*Given request:* Update the data below by changing every "--output=box" to "--output=bbox" and leaving everything else as it is.

*Data excerpts:*
# # # # # # #
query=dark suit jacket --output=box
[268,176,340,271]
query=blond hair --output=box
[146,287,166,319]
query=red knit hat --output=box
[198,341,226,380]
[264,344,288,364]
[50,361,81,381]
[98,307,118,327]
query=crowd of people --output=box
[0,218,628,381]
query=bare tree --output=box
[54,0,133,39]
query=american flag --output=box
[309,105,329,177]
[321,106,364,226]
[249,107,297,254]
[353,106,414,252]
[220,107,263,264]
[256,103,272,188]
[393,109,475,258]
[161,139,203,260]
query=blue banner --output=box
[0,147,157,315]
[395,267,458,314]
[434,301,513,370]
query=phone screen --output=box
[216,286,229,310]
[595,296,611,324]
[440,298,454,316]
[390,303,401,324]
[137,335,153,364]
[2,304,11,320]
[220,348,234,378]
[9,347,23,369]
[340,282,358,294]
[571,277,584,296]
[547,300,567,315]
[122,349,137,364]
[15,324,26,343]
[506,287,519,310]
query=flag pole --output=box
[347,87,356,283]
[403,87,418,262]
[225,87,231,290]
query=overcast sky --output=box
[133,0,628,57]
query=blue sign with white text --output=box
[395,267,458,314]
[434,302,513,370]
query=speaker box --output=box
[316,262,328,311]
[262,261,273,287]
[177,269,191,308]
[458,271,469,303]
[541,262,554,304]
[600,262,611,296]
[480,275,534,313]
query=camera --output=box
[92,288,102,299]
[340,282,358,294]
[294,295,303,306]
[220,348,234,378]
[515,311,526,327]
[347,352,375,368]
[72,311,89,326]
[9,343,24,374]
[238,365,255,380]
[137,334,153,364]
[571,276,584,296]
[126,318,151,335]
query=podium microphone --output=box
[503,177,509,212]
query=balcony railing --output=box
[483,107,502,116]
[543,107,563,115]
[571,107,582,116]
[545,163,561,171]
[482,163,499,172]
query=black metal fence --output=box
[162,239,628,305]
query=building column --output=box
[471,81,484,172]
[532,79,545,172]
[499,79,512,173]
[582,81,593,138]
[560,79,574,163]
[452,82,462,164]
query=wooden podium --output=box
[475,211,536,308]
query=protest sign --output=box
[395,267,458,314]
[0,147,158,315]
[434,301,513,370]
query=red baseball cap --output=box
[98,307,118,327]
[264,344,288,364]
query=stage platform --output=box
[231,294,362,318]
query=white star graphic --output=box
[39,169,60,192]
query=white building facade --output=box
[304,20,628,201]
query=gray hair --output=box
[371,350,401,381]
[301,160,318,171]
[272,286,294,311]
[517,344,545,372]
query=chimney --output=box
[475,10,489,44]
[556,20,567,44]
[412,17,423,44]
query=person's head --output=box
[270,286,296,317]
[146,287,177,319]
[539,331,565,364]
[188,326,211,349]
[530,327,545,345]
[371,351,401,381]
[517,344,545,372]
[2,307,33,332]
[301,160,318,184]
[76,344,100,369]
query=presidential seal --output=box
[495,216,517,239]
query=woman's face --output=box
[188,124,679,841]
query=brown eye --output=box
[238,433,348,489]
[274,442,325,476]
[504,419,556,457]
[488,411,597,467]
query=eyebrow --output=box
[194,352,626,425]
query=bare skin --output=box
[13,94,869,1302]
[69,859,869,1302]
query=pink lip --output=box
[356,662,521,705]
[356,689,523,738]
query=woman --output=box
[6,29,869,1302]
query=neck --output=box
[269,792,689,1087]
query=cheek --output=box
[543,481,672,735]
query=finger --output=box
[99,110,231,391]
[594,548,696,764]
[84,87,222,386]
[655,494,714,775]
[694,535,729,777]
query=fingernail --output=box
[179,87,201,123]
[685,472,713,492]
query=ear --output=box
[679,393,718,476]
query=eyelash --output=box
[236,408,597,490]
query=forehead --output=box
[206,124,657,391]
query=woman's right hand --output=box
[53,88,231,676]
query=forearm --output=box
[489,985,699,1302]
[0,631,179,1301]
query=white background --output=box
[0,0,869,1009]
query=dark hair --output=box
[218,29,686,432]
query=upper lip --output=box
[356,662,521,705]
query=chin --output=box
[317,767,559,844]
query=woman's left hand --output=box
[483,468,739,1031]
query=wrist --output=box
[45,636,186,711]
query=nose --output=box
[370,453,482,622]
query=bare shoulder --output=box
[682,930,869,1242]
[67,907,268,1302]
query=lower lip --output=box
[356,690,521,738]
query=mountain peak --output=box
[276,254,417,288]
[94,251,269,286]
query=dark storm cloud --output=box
# # # # # # #
*Answer:*
query=dark suit jacket --output=bbox
[268,176,340,271]
query=blond hair --output=bbox
[146,287,166,319]
query=red knit hat --output=bbox
[198,341,226,380]
[264,344,288,364]
[50,361,81,381]
[98,307,118,327]
query=crowd of people --output=bbox
[0,218,628,381]
query=bare tree --output=bbox
[54,0,133,39]
query=american flag --output=bbox
[309,105,329,177]
[321,106,364,226]
[249,107,297,254]
[353,106,414,252]
[220,107,263,264]
[256,103,272,188]
[393,109,475,258]
[161,139,203,260]
query=blue banner --output=bbox
[0,147,157,315]
[395,267,458,314]
[434,301,513,370]
query=phone screen --output=bbox
[216,286,229,310]
[595,296,611,324]
[440,298,454,316]
[390,303,401,324]
[137,335,153,364]
[2,304,11,320]
[220,348,234,378]
[9,347,23,369]
[340,282,358,294]
[571,277,584,296]
[547,300,567,315]
[122,349,137,364]
[15,324,26,343]
[506,287,519,310]
query=flag pole --output=bbox
[347,87,356,283]
[403,87,418,262]
[225,87,231,290]
query=overcast sky --output=bbox
[133,0,628,57]
query=blue sign with white text --output=bbox
[395,267,458,314]
[434,302,513,370]
query=speaker box --output=bbox
[316,262,328,311]
[262,261,273,287]
[177,269,191,308]
[458,271,469,303]
[541,262,554,304]
[600,262,611,296]
[480,275,534,313]
query=camera --output=bbox
[92,288,102,299]
[340,282,358,294]
[294,295,303,306]
[220,348,234,378]
[515,311,526,327]
[347,352,375,368]
[72,311,89,326]
[9,343,24,374]
[238,365,255,380]
[137,334,153,364]
[571,276,584,296]
[126,318,151,335]
query=podium microphone --output=bbox
[503,177,509,212]
query=balcony railing --output=bbox
[483,107,502,116]
[543,107,563,115]
[571,107,582,116]
[545,163,561,171]
[482,163,499,172]
query=black metal fence --output=bbox
[162,239,628,305]
query=building column --output=bbox
[471,81,484,172]
[532,79,545,172]
[499,79,512,173]
[582,81,593,138]
[560,79,574,163]
[452,82,462,164]
query=wooden podium --output=bbox
[475,211,536,308]
query=protest sign --output=bbox
[395,267,458,314]
[0,147,158,315]
[434,301,513,370]
query=red baseball cap --output=bbox
[98,307,118,327]
[264,344,288,364]
query=stage platform --output=bbox
[231,294,362,318]
query=white star graphic --output=bbox
[39,169,60,192]
query=white building facade --output=bbox
[304,20,628,201]
query=gray hair --output=bbox
[371,350,401,381]
[301,160,318,171]
[272,286,294,311]
[517,344,545,372]
query=chimney --output=bbox
[475,10,489,44]
[556,20,567,44]
[412,17,423,44]
query=person's head --output=bbox
[270,286,296,317]
[146,287,177,319]
[539,331,565,364]
[188,326,211,349]
[530,327,545,345]
[371,351,401,381]
[517,344,545,372]
[2,307,33,332]
[301,160,318,184]
[76,344,100,369]
query=presidential seal --output=bbox
[495,216,517,239]
query=woman's face --output=bbox
[188,124,679,841]
query=brown eye --output=bbox
[238,433,348,489]
[274,442,325,476]
[504,419,556,457]
[488,411,597,467]
query=eyebrow --output=bbox
[194,352,626,425]
query=bare skin --output=bbox
[13,94,869,1302]
[69,859,869,1302]
query=pink lip --output=bbox
[356,662,521,705]
[356,689,523,738]
query=woman --output=bbox
[6,29,869,1302]
query=neck --output=bbox
[269,792,689,1087]
query=cheek --output=bbox
[543,481,672,735]
query=finger --output=bbox
[99,110,231,391]
[594,548,696,764]
[84,87,222,386]
[655,494,714,775]
[694,535,729,777]
query=fingernail --output=bbox
[179,87,201,123]
[685,472,713,492]
query=ear --output=bbox
[679,393,718,476]
query=eyelash --output=bbox
[236,408,597,490]
query=forehead --output=bbox
[206,124,657,391]
query=woman's right hand --output=bbox
[53,88,231,676]
query=forearm --output=bbox
[489,985,699,1302]
[0,631,179,1301]
query=white background --output=bbox
[0,0,869,1009]
query=dark hair --output=bbox
[218,29,686,432]
query=upper lip --output=bbox
[356,662,521,705]
query=chin --output=bbox
[317,767,559,844]
query=woman's left hand --output=bbox
[483,468,739,1031]
query=wrist --output=bbox
[45,636,186,711]
query=nose --output=bbox
[370,453,482,622]
query=bare shoulder --output=bbox
[682,930,869,1242]
[67,907,268,1302]
query=lower lip --output=bbox
[356,690,521,738]
query=mountain peak --output=bbox
[276,254,417,288]
[94,251,269,286]
query=dark storm cloud --output=bbox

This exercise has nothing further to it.